**Stated exercise 1:** In the forum thread about the Dodo Juice awards, which product won Best Leather Cleaner?
**Stated exercise 2:** Continue the forum thread about the Dodo Juice awards from its final post.

**Selected text:**
==*==

# Dodo Juice Auto Express Awards - Double Whammy, Best Glass, Best Leather Cleaner



## Dodo Factory (Apr 11, 2007)

Dodo Juice have won two categories against fierce and established competition in the Auto Express product awards 2015.:thumb:

*BEST GLASS CLEANER* - Dodo Juice Clearly Menthol (£7.95 ready to go 500ml spray, from £3.74 as a refill for 500ml)



*BEST LEATHER CLEANER* - Supernatural Leather Cleaner (£9.95 ready to go 500ml spray)





Bespoke recipes and concentrated products do pay off... customers getting the products they deserve, and the products getting the recognition they deserve.

Well done on product selection if you're using them already


----------



## WHIZZER (Oct 25, 2005)

Congrats


----------



## rottenapple (Jun 12, 2014)

Nice win over some big r&d budgets 👍


----------



## MEH4N (Mar 15, 2012)

Very well deserved DJ.


----------



## Sicskate (Oct 3, 2012)

I do like my clearly menthol 

But where can you buy it at those prices??


----------



## macca666 (Mar 30, 2010)

Sicskate said:


> I do like my clearly menthol
> 
> But where can you buy it at those prices??


Quick Google search reveals most places??!! Even found one at £6.95 as it was reduced.

Well done and congratulations DJ.


----------



## NiallSD (May 21, 2013)

I like dodo products even if they are not the vogue brand atmo

Well deserved


----------



## Sicskate (Oct 3, 2012)

Knock on the door, I've got a package from Amazon... The wife bought me 500ml of clearly menthol 

Is she mad... I thought I was on a buying ban, it's like she's giving crack to a scag head!

==*==

**Extracted data:**

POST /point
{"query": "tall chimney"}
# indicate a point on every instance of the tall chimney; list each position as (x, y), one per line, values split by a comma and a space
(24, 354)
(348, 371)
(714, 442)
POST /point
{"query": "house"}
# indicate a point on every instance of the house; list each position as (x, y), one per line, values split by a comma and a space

==*==

**Task result 1:** Supernatural Leather Cleaner

**Task result 2:**
I'm happy though


----------



## Preload (May 25, 2015)

I have just taken an ebay delivery today, of the Super natural leather cleaner and sealant from you fine people at DDJ. 
Along with the free samples which are a real nice touch. 

Then I have just noticed this thread five mins ago, good on you all for the award.

I'm looking forward to a weekend of detailing some fine Volvo Sovereign Leather with it. 

After 7 years and 138k miles I'm thinking there is going to be a noticeable difference in the look and feel. 

PL


----------



## Penfold90 (Jun 22, 2013)

fantastic.... added some more Clearly Menthol and the leather cleaner.... More spends...


----------



## 20vKarlos (Aug 8, 2009)

Congrats


----------



## C_chilled (Jul 31, 2014)

Good work and well done guys!


----------



## Vsti (Oct 27, 2013)

Congrats. Clearly Menthol is my favorite glass cleaner.


----------



## Steve_6R (Jun 9, 2014)

Nice one guys


----------



## MAXI-MILAN (Oct 26, 2008)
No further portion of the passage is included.